YOUR GOAL: Copy the article about Joey Gruden below word for word, from the headline through the last sentence.

Arch: Gruden finding his niche with Flyers

They say a picture is worth a thousand words, but the real life version was using just six:

“Joey! .. Hey Joey! .. The Redskins won!”

Joey Gruden, a sophomore walk-on, was sitting near the far end of the Dayton bench this past December 20th as the Flyers starters were out on the floor, starting to pull ahead of Boston University in what would end up at 78-62 victory.

At the far end of UD Arena, in the Red Scare section, frenzied students cheered and chanted and waved those fathead placards, including one of the more recognizable images:

The tousle-haired, intense-looking face of Jon Gruden, the former UD Flyers walk-on quarterback, who later coached the Tampa Bay Buccaneers to a victory in Super Bowl XXXVII and now is the popular Monday Night Football analyst on ESPN.

DATASET EXTRACT:
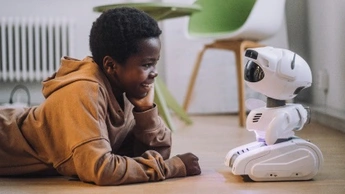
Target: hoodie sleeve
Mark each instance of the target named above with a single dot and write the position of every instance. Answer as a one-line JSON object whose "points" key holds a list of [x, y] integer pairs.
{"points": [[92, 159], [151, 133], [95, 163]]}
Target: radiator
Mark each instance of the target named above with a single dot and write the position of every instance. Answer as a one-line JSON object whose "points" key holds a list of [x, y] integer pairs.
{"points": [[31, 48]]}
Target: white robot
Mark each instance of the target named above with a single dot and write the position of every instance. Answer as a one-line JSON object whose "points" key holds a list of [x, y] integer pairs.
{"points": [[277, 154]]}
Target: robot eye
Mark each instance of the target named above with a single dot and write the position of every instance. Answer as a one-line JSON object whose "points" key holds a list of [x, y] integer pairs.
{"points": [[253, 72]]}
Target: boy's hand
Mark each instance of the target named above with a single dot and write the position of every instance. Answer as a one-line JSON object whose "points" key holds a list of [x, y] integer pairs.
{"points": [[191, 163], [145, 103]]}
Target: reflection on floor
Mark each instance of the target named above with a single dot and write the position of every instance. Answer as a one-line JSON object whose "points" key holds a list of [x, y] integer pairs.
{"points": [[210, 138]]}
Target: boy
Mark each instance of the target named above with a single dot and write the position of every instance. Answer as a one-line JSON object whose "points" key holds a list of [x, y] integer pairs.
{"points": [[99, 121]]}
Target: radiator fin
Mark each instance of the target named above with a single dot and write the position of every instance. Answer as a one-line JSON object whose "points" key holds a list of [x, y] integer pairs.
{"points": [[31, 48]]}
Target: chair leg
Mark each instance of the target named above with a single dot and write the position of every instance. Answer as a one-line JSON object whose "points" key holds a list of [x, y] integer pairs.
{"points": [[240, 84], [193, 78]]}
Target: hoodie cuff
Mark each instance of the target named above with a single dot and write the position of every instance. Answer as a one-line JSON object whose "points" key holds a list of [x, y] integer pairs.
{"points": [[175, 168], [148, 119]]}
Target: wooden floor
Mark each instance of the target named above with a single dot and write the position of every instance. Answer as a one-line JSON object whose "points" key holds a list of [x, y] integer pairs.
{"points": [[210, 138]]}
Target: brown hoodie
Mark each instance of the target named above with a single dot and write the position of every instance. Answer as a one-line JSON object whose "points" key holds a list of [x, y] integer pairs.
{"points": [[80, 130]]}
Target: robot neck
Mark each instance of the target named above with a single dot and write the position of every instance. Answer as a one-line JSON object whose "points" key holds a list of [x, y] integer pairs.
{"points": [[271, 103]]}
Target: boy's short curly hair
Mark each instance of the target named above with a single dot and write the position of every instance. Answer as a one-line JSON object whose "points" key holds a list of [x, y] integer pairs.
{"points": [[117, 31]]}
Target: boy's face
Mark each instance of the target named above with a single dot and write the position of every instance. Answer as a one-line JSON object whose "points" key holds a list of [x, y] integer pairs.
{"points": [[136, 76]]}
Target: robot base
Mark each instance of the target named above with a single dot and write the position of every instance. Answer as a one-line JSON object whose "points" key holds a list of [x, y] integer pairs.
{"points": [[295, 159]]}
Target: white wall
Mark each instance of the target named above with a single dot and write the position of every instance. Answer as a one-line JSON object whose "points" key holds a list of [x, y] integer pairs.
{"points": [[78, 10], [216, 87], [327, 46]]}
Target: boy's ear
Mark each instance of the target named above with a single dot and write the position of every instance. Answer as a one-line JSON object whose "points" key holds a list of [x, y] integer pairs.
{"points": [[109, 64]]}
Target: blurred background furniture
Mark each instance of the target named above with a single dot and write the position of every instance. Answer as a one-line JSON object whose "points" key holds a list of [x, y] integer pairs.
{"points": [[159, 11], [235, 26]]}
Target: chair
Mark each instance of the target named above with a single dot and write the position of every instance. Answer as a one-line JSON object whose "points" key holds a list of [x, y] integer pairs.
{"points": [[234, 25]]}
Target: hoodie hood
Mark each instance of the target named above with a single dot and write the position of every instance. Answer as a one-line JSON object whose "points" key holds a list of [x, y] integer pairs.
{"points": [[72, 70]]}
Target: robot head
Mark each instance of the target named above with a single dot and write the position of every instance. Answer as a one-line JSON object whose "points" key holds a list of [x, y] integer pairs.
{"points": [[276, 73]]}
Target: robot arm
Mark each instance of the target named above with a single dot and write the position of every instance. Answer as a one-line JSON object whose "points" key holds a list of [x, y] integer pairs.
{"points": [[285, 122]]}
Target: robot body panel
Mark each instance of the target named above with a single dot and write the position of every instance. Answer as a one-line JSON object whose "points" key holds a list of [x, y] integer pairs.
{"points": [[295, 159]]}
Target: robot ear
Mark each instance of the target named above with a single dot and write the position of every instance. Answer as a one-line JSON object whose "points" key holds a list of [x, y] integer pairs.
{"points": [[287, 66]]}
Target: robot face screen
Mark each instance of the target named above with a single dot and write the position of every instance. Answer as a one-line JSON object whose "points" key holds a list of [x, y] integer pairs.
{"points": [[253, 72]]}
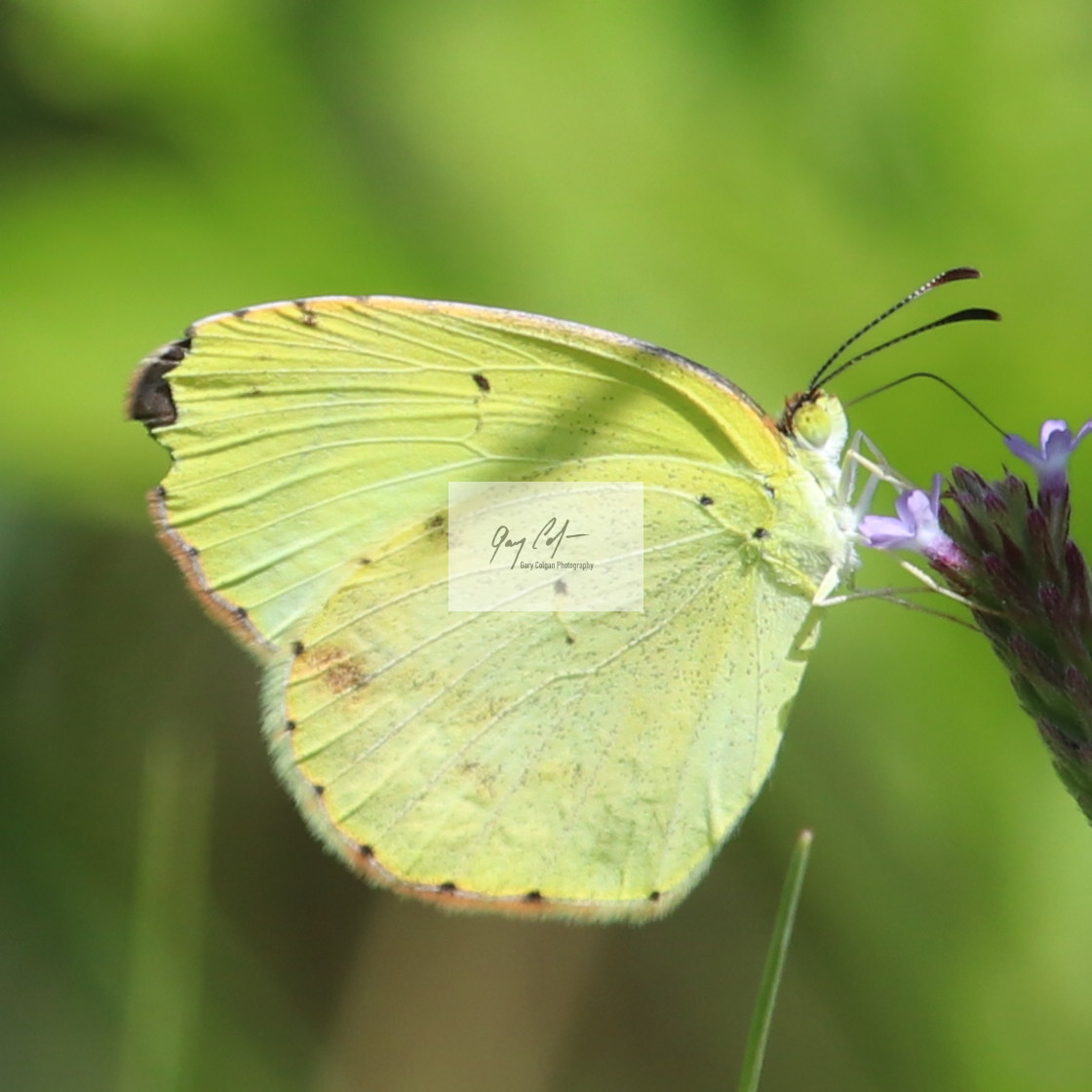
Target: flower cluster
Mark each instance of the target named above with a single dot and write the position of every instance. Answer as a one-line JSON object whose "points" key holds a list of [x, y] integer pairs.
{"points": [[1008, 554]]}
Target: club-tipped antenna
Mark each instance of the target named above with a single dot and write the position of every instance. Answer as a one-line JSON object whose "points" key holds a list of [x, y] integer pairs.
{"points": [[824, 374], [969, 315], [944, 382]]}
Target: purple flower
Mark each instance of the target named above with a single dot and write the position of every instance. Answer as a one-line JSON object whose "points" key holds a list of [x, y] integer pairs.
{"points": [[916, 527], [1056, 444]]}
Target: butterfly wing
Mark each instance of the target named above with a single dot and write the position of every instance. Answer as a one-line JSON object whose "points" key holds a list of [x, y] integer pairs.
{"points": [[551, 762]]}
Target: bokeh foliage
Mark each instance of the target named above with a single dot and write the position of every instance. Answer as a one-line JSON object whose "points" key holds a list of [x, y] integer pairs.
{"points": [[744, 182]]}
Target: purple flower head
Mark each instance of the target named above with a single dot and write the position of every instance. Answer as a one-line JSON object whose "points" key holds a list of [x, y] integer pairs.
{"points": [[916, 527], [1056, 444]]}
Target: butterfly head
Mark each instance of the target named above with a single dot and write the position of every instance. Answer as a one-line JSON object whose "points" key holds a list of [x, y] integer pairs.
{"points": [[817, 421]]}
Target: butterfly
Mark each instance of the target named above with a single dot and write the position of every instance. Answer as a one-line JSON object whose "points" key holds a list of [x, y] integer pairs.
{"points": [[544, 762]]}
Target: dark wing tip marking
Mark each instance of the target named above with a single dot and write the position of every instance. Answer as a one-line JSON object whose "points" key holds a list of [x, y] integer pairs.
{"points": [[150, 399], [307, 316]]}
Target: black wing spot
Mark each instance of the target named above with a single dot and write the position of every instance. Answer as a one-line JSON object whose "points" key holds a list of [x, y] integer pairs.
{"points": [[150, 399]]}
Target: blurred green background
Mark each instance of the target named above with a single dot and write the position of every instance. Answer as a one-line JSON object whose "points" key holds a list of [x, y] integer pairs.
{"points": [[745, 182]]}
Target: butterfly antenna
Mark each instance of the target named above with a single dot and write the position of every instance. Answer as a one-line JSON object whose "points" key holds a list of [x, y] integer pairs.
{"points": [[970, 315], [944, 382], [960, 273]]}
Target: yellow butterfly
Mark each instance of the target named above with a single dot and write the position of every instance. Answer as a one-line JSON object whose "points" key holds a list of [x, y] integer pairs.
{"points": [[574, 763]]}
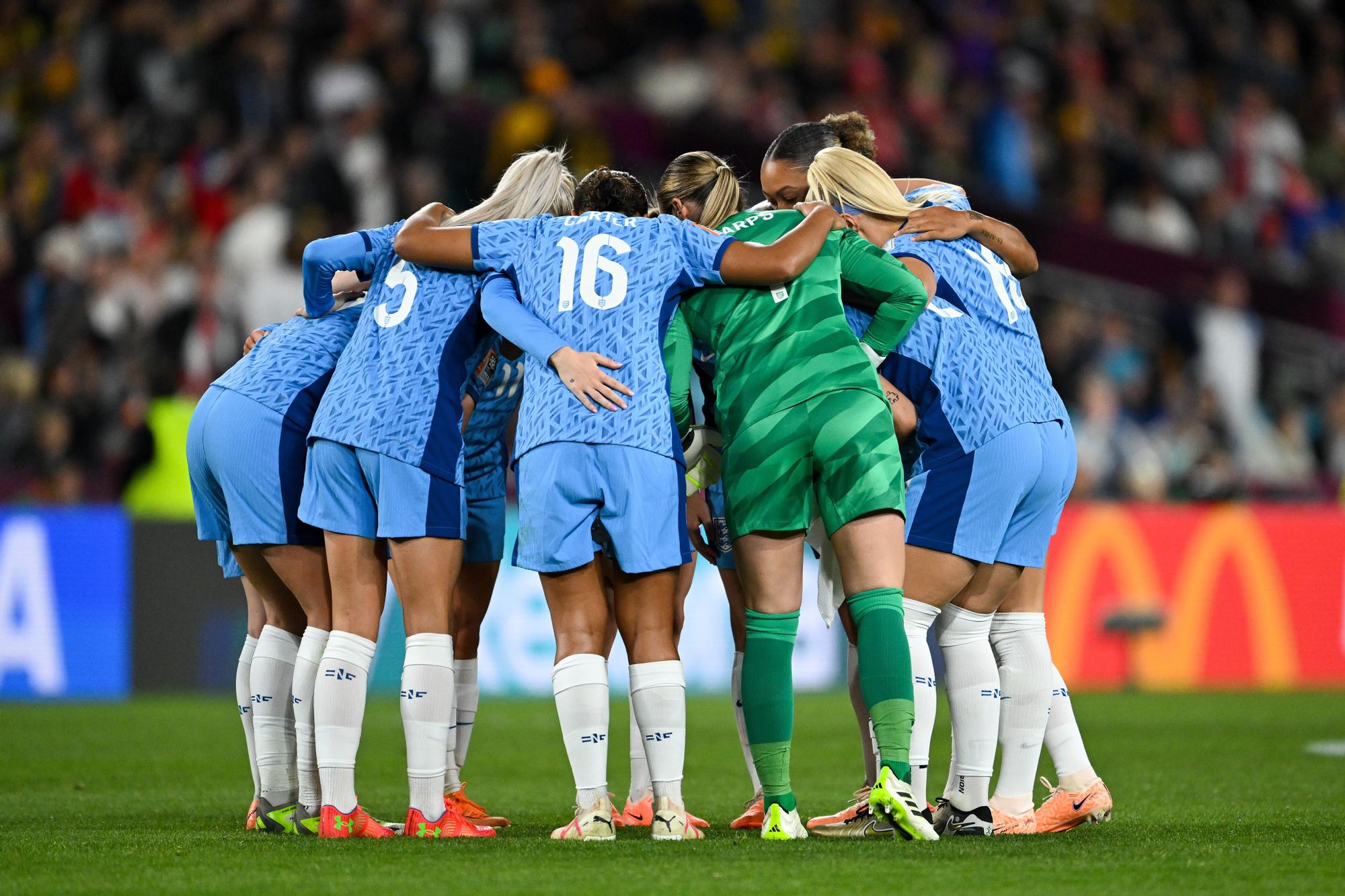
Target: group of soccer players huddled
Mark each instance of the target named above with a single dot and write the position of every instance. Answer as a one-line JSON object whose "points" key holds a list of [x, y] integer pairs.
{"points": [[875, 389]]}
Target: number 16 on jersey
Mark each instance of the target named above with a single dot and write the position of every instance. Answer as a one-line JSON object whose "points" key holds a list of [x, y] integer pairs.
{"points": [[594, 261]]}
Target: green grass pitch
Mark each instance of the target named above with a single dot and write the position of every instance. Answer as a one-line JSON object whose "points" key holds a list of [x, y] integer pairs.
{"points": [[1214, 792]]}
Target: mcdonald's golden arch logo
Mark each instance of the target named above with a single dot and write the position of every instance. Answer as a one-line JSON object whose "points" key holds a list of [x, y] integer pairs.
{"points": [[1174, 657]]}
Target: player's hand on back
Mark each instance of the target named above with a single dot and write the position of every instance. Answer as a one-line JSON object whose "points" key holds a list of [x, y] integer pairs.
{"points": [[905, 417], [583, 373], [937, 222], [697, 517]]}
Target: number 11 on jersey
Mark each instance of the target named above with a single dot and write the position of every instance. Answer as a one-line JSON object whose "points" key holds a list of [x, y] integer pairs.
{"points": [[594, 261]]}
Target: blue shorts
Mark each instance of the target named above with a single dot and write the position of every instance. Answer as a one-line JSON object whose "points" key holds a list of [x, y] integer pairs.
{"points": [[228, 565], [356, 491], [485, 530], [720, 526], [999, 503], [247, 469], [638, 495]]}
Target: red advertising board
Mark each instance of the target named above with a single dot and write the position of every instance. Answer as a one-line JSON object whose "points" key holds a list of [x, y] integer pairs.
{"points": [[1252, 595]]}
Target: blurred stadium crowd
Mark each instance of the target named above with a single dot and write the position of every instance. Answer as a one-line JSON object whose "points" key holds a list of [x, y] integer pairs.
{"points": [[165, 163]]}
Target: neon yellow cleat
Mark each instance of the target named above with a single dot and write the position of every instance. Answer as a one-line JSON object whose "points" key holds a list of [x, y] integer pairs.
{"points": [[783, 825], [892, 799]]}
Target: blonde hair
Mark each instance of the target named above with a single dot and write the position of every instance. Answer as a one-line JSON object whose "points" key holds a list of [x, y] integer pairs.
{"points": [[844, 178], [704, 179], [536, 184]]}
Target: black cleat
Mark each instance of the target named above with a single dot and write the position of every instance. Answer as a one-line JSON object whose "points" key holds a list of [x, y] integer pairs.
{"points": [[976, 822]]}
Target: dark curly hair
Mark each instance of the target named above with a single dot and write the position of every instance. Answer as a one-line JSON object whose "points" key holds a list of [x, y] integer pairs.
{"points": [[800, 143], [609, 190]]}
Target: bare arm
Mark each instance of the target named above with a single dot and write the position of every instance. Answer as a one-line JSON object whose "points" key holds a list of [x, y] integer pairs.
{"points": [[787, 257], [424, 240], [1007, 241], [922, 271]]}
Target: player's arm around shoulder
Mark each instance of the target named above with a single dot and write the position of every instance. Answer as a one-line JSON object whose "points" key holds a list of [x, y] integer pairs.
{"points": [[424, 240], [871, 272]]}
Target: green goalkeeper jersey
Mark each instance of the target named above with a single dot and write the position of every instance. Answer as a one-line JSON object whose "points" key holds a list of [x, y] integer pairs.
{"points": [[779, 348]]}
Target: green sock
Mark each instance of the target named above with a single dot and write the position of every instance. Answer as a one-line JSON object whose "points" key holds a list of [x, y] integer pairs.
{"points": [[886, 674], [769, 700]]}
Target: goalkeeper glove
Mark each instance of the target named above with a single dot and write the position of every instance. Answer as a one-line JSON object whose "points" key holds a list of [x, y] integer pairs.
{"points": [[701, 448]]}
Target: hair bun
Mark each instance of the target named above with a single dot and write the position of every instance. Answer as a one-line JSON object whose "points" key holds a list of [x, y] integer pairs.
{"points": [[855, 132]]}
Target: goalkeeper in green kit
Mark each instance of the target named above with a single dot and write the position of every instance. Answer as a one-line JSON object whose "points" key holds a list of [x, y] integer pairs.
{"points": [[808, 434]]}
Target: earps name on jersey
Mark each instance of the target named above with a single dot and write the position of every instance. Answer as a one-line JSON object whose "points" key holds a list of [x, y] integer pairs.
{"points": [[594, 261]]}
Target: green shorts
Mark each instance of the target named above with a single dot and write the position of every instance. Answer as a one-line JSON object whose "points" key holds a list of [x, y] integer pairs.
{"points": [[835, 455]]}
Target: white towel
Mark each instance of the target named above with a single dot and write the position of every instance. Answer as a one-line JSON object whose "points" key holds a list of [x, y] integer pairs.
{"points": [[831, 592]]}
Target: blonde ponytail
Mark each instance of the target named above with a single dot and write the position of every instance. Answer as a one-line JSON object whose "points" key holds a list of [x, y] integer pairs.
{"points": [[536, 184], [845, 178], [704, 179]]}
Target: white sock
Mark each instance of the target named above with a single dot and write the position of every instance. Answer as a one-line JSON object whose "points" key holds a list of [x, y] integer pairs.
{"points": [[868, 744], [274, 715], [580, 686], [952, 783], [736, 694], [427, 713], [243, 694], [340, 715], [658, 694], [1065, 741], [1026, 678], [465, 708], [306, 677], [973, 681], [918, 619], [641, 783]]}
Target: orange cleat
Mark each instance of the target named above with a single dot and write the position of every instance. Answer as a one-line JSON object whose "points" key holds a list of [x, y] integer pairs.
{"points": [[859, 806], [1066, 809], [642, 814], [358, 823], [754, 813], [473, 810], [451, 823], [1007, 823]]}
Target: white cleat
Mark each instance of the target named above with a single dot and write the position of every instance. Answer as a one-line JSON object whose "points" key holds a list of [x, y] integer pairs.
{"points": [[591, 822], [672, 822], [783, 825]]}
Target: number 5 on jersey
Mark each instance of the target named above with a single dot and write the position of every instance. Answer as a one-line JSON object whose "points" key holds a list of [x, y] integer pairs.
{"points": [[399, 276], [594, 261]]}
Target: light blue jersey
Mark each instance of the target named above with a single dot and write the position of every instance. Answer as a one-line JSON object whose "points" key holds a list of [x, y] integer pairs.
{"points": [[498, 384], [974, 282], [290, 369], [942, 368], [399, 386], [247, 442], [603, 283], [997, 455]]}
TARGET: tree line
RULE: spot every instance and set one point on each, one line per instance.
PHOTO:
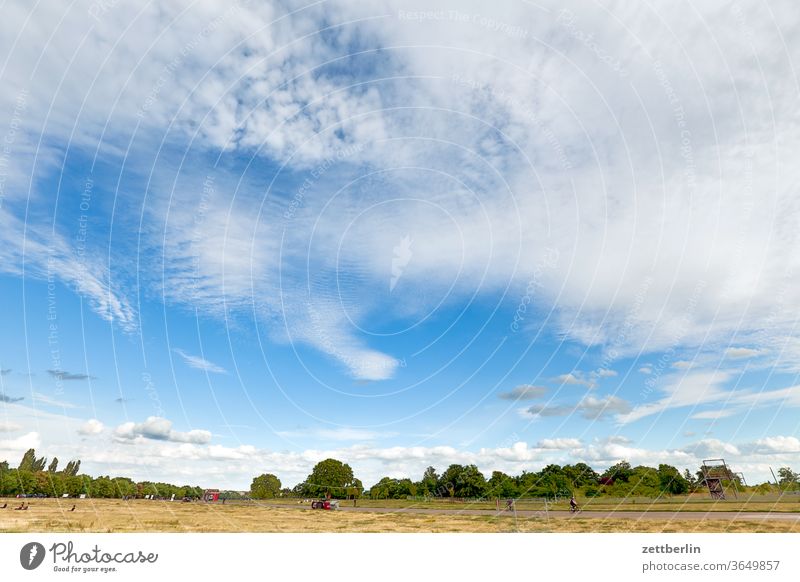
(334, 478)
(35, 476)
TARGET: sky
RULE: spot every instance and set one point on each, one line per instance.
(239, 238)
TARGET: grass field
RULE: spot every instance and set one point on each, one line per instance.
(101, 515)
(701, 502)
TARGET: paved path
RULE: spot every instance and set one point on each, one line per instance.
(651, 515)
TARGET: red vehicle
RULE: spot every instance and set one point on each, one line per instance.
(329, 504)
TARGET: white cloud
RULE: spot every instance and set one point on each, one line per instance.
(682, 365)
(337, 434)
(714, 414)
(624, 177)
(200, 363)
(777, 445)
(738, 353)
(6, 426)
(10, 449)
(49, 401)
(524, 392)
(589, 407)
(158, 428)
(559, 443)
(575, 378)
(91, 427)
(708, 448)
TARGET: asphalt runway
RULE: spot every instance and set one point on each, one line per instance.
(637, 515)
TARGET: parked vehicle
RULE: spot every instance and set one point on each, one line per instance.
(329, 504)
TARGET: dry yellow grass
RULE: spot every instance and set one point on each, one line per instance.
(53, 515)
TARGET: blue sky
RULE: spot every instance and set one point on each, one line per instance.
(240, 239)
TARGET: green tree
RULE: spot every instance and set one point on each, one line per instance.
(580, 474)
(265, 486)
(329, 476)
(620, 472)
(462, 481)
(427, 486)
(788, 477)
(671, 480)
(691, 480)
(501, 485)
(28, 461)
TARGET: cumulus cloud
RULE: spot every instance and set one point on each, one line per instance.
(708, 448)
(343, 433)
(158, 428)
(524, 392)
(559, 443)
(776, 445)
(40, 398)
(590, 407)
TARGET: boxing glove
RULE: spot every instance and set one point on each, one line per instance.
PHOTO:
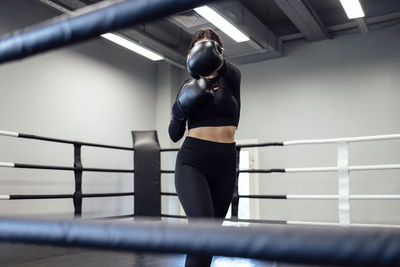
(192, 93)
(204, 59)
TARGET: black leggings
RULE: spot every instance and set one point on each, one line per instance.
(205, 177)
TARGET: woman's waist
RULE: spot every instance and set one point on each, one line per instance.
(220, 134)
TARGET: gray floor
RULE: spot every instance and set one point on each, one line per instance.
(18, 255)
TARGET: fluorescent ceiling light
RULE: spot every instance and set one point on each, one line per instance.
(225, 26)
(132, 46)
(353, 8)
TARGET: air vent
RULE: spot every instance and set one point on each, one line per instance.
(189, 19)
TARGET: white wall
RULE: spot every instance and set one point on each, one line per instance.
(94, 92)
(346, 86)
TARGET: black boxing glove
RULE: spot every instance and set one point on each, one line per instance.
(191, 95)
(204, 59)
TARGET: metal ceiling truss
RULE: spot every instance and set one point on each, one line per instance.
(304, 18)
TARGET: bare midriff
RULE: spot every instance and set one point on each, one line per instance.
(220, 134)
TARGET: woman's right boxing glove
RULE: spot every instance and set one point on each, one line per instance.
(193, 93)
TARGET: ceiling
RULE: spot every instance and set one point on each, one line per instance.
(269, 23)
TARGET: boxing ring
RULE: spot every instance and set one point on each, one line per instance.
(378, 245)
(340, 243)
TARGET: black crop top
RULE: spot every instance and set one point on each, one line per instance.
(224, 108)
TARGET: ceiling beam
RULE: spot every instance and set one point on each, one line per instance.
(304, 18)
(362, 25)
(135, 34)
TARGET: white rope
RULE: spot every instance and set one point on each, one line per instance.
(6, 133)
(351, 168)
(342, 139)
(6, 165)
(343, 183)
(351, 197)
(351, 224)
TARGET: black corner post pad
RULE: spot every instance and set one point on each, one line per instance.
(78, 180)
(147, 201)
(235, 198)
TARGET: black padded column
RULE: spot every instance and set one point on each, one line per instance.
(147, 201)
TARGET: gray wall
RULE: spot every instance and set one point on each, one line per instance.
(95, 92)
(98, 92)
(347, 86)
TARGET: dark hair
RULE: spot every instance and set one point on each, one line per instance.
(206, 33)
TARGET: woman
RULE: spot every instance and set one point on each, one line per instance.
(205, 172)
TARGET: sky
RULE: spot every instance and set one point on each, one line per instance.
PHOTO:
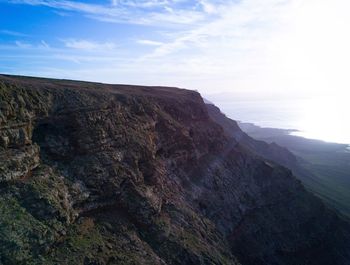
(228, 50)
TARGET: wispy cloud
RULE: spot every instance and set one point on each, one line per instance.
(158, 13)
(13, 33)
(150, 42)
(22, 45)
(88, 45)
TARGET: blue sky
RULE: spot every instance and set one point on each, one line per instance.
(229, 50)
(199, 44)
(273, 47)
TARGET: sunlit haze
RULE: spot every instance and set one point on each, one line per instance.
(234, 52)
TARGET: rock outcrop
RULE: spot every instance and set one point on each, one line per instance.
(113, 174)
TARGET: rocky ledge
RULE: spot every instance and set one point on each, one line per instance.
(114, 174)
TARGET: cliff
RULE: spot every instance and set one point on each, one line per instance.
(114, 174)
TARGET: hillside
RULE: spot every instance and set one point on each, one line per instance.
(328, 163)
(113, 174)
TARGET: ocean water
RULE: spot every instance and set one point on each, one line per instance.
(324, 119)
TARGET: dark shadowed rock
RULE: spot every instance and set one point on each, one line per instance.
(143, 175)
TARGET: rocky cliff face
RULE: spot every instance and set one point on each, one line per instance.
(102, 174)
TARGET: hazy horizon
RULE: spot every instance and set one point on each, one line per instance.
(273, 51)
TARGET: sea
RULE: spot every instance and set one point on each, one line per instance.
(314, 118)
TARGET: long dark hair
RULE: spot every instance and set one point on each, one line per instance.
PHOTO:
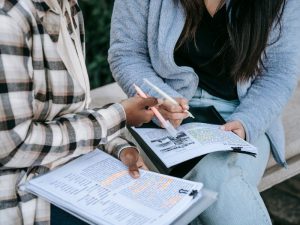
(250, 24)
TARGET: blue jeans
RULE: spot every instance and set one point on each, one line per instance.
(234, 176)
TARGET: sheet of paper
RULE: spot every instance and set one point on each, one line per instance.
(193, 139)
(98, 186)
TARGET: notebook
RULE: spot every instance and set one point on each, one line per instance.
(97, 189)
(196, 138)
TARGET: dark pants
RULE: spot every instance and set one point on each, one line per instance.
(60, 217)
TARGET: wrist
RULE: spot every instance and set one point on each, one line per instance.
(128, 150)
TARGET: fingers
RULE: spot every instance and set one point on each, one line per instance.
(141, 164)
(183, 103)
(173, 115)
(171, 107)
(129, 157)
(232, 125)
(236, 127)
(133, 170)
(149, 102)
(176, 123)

SOLUTION TO THIS PROBLEM:
Arch: Gruden finding his niche with Flyers

They say a picture is worth a thousand words, but the real life version was using just six:

“Joey! .. Hey Joey! .. The Redskins won!”

Joey Gruden, a sophomore walk-on, was sitting near the far end of the Dayton bench this past December 20th as the Flyers starters were out on the floor, starting to pull ahead of Boston University in what would end up at 78-62 victory.

At the far end of UD Arena, in the Red Scare section, frenzied students cheered and chanted and waved those fathead placards, including one of the more recognizable images:

The tousle-haired, intense-looking face of Jon Gruden, the former UD Flyers walk-on quarterback, who later coached the Tampa Bay Buccaneers to a victory in Super Bowl XXXVII and now is the popular Monday Night Football analyst on ESPN.